** Problem A **
Answer these questions about the reading text on contrast summation:
(i) What was the center spatial frequency of the band-limited noise carrier?
(ii) Whose method was used to extend Experiment 1?
(iii) On average, by about how much did filling in the gaps of the checks improve sensitivity?
** Problem B **
How many lines of the rows below contain the string "sunglasses"? Reply with the number only.

** Reading text **
########
An experiment by Wong and Levi (2005) is closely related to our Experiment 1, but there are several differences in the results (and methodologies) across the two studies. We think that our use of narrow-band noise gave us the cleaner measure of the processes being investigated, but some of the differences across the two studies remain puzzling. We shall consider these differences in the General Discussion. However, one puzzle that we shall address here is the question of why our CM summation curve is so much shallower than our LM summation curve. Assuming that area summation of CM signals is determined by linear spatial summation across noisy local CM mechanisms, there are at least three possibilities: (a) spatial summation is less extensive for CM than for LM, (b) the overall transducer exponent (p) for the local CM mechanism (before area summation) is much greater than for LM (i.e., p ≫ 2; c.f. figure B3 in Meese & Summers, 2012), or (c) CM sensitivity is attenuated more heavily with eccentricity than is LM sensitivity. We shall present arguments against the first two possibilities later. The third possibility is more promising. For example, Hess, Baker, May, and Wang (2008) demonstrated that for low-modulation frequencies (∼1 c/° and below), the decline in CM sensitivity with eccentricity follows that predicted by the spatial-frequency of the carrier. As the deleterious eccentricity effects for LM signals are scale invariant (e.g., Baldwin et al., 2012), and as the center spatial-frequency of our band-limited noise carrier was 8 c/°, 6.4 times higher than our 1.25 c/° signals, we might expect signal sensitivity to decline with eccentricity much more rapidly for CM than for LM, consistent with our results (Figure 3). Notwithstanding our remark above regarding the choice of noise carrier, the considerations here reveal a profound difficulty in deriving a true measure of spatial summation of second-order signals using conventional methods. 
We addressed the problem above by extending Experiment 1 to use the method of Meese and Summers (2007), where contrast sensitivity is compared for stimuli with a fixed diameter—thereby stimulating the same retinal extent—but a variable signal area. The half-filled symbols in Figure 3 show detection thresholds for check windowed stimuli (for LM and for CM; see Figure 1C and D) with diameters of eight and 16 cycles. 
For both LM and CM stimuli, filling in the gaps of the checks to produce full (uniform) modulation—thereby doubling the signal area—improved sensitivity by an average of about 4.7 dB (a factor of 1.7; compare filled and half-filled symbols in Figure 3). Clearly there was substantial area summation for both CM and LM stimuli (over at least two envelope checks, equivalent to five stimulus cycles) despite the relatively small improvement in sensitivity when area was increased in the conventional way (by increasing stimulus diameter). The “cheese effect” here is similar in magnitude to the ∼5 dB benefit that has been found for luminance gratings with comparable windowing (Meese & Summers, 2007; Baker & Meese, 2011).
########
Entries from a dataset
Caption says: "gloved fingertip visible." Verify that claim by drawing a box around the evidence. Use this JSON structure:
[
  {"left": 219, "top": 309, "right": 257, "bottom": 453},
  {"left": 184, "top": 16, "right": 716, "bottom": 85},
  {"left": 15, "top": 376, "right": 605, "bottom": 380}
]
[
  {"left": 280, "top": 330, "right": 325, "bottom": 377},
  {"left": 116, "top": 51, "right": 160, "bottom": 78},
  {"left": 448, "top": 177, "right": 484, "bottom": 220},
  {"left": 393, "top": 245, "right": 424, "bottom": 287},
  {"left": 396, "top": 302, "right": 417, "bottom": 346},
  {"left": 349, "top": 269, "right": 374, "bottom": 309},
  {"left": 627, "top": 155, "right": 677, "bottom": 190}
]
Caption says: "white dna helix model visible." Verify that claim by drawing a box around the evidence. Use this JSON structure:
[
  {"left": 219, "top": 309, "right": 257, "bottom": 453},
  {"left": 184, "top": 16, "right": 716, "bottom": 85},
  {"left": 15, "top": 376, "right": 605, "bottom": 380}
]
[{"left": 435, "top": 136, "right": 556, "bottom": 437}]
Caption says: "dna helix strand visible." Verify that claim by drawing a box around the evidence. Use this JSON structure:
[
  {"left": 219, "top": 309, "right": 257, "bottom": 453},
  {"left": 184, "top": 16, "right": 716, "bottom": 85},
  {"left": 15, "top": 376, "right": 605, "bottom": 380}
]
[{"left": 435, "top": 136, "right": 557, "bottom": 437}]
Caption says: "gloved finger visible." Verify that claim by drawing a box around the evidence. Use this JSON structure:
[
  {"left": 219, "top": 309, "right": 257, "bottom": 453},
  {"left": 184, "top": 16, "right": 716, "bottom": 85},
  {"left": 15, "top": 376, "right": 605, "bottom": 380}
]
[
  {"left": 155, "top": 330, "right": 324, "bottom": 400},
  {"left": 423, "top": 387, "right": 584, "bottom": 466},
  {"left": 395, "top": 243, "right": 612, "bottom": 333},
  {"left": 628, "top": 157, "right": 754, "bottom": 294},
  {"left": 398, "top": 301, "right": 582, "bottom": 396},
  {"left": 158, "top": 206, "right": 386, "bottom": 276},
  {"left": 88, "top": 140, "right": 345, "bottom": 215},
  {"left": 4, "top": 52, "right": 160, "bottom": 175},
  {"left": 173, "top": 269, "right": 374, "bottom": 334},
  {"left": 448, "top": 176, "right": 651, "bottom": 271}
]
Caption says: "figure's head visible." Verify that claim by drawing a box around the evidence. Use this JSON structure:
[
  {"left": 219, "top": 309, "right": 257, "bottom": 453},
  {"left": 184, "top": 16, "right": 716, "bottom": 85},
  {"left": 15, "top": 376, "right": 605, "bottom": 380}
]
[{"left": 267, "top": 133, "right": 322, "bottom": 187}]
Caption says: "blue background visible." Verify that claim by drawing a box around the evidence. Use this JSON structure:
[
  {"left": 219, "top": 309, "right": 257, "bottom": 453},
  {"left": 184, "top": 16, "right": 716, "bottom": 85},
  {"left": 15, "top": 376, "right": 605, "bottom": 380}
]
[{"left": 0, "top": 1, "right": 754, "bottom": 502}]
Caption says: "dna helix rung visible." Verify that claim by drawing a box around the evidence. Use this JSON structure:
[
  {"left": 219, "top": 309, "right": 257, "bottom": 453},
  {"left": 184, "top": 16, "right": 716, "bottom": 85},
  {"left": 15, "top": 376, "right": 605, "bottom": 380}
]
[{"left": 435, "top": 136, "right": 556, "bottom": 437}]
########
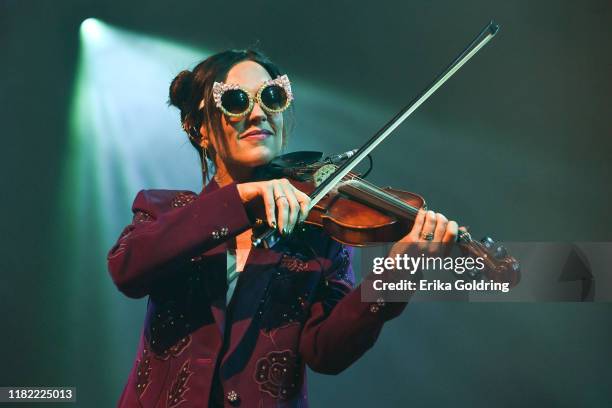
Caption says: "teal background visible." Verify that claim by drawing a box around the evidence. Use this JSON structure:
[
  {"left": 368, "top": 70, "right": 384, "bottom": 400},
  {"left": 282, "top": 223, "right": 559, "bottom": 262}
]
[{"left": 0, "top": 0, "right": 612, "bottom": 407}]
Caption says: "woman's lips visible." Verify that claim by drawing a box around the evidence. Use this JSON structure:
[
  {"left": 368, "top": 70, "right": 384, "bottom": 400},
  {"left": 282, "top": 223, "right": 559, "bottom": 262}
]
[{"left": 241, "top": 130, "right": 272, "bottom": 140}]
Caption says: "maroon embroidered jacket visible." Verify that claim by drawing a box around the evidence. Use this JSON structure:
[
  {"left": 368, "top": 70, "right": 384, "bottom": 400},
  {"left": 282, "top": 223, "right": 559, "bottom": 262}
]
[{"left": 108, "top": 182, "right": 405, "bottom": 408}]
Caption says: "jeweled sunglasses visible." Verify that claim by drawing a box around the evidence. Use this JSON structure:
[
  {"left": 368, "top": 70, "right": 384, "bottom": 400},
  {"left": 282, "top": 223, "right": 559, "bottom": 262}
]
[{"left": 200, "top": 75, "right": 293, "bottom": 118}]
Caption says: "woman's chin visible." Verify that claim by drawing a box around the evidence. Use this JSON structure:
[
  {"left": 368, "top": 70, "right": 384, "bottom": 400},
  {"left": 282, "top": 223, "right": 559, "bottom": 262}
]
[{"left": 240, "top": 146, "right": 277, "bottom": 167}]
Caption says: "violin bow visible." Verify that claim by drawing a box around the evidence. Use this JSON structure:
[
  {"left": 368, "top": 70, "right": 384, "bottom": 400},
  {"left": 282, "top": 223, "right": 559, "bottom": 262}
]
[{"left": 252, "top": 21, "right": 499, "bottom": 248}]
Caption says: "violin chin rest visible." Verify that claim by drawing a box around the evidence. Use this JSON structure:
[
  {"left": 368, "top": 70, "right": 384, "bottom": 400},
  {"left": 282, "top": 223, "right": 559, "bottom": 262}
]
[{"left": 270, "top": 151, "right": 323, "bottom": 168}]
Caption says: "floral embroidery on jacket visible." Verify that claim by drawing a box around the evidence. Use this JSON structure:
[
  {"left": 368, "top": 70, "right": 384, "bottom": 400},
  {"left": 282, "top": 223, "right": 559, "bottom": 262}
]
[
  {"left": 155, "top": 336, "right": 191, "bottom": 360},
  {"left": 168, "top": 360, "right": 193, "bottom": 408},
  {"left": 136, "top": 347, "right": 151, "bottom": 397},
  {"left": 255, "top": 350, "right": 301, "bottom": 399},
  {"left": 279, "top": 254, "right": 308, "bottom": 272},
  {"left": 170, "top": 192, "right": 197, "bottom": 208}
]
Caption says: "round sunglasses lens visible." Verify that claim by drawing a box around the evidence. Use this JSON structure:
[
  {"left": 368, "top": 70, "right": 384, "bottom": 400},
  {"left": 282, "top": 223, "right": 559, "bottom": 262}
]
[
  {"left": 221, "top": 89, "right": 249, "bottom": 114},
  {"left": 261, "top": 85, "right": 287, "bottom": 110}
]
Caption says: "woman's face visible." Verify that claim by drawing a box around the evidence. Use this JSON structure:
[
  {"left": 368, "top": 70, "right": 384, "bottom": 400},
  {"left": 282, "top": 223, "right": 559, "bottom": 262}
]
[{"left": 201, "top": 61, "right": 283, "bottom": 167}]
########
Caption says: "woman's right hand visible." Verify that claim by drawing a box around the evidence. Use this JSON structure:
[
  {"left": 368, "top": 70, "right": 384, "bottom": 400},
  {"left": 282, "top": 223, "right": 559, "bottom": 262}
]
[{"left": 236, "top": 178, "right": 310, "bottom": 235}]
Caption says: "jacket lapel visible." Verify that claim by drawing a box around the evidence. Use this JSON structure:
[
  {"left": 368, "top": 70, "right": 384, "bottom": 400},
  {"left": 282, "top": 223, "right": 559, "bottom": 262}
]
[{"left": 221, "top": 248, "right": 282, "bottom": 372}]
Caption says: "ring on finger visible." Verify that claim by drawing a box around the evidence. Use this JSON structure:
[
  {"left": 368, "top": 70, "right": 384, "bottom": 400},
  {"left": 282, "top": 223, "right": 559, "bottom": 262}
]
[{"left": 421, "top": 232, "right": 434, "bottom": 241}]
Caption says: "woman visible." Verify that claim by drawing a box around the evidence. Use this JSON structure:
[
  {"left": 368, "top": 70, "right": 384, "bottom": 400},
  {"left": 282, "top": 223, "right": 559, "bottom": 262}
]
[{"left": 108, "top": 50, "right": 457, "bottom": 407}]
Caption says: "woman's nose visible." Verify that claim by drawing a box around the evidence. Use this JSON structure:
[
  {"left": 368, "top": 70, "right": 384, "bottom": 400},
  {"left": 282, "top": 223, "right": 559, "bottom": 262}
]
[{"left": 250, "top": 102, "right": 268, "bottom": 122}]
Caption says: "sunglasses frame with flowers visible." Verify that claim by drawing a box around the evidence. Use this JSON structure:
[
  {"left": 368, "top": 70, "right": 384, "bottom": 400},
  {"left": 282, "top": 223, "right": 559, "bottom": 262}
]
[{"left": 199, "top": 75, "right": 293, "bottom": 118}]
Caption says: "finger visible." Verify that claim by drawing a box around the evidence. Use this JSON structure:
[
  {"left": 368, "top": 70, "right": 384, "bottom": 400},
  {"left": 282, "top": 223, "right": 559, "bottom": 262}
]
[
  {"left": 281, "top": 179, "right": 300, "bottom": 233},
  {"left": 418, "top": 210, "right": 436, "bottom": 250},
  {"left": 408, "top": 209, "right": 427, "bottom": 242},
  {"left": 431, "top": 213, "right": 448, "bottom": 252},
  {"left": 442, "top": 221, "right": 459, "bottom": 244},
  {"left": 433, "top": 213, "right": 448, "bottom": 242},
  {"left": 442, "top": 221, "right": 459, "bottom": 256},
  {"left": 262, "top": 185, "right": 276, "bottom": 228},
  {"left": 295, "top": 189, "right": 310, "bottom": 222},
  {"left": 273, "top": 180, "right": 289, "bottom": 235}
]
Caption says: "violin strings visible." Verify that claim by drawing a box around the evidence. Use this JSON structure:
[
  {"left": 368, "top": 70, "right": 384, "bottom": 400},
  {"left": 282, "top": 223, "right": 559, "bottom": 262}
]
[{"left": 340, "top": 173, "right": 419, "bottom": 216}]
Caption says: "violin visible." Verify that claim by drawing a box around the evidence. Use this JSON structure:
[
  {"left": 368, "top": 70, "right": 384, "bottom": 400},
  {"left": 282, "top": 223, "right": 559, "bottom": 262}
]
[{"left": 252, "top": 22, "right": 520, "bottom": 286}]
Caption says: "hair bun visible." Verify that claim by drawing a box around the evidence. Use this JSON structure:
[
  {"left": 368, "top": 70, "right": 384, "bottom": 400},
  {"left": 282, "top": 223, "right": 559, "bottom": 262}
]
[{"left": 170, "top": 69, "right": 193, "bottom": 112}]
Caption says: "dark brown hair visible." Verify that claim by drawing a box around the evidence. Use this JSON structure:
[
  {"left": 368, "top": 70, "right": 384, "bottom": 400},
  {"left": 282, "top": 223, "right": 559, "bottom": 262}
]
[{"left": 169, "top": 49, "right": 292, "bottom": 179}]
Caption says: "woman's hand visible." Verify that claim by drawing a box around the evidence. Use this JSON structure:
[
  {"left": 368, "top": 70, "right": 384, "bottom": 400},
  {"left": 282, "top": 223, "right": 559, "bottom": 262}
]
########
** Written answer A **
(i) 8 c/°
(ii) The method of Meese and Summers (2007)
(iii) About 4.7 dB (a factor of 1.7)

** Written answer B **
3